Return, word for word, the lines running from the one that contains "</instance>" to the final line of the listing below.

┏━━

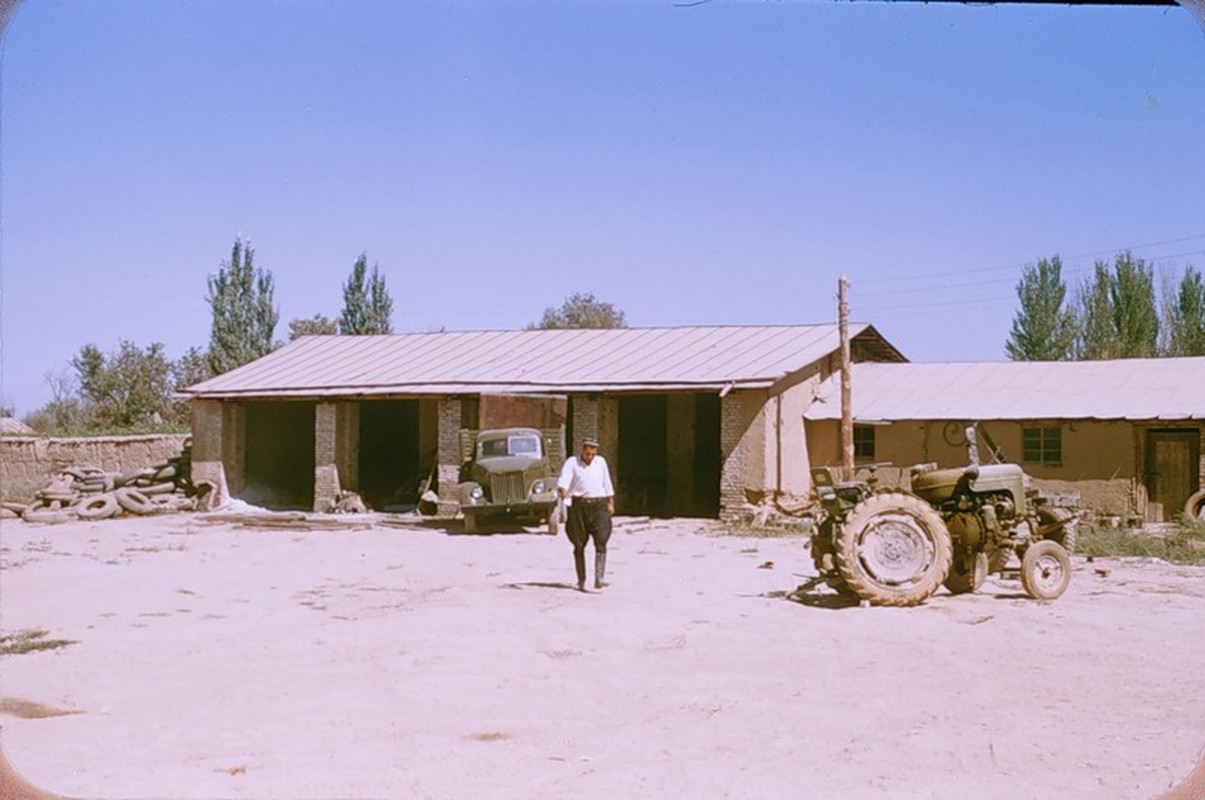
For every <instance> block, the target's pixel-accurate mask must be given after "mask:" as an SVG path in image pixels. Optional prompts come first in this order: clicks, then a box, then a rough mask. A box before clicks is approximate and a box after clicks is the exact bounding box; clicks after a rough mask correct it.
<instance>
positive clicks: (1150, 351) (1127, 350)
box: [1110, 252, 1159, 358]
mask: <svg viewBox="0 0 1205 800" xmlns="http://www.w3.org/2000/svg"><path fill="white" fill-rule="evenodd" d="M1110 301H1111V305H1112V313H1113V329H1115V330H1116V331H1117V343H1118V352H1117V358H1154V357H1156V355H1158V354H1159V311H1158V306H1157V304H1156V299H1154V269H1153V267H1152V266H1151V265H1148V264H1147V263H1146V261H1144V260H1142V259H1140V258H1134V257H1133V255H1130V254H1129V253H1128V252H1127V253H1122V254H1121V255H1118V257H1117V258H1116V260H1115V261H1113V280H1112V283H1111V286H1110Z"/></svg>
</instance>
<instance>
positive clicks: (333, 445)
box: [313, 402, 340, 512]
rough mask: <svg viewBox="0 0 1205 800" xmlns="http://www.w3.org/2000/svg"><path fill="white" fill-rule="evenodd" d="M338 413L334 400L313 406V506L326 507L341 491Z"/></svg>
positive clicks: (338, 416) (324, 510)
mask: <svg viewBox="0 0 1205 800" xmlns="http://www.w3.org/2000/svg"><path fill="white" fill-rule="evenodd" d="M337 430H339V413H337V406H336V404H334V402H319V404H318V405H317V406H315V410H313V510H315V511H319V512H321V511H327V510H329V508H330V507H331V506H333V505H334V504H335V502H336V501H337V500H339V493H340V486H339V467H337V466H336V465H335V452H336V451H337V449H339V447H337V443H336V442H337V436H336V433H337Z"/></svg>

┗━━

**OUTPUT**
</instance>
<instance>
positive clicks: (333, 445)
box: [313, 402, 340, 512]
rough mask: <svg viewBox="0 0 1205 800" xmlns="http://www.w3.org/2000/svg"><path fill="white" fill-rule="evenodd" d="M338 413L334 400L313 406V506L326 507L341 491Z"/></svg>
positive clicks: (338, 416) (324, 510)
mask: <svg viewBox="0 0 1205 800" xmlns="http://www.w3.org/2000/svg"><path fill="white" fill-rule="evenodd" d="M337 430H339V413H337V406H336V404H334V402H319V404H318V405H317V406H315V410H313V510H315V511H319V512H321V511H327V510H329V508H330V507H331V506H333V505H334V504H335V502H336V501H337V500H339V493H340V486H339V467H337V466H336V465H335V452H336V451H337V449H339V447H337V443H336V442H337V436H336V433H337Z"/></svg>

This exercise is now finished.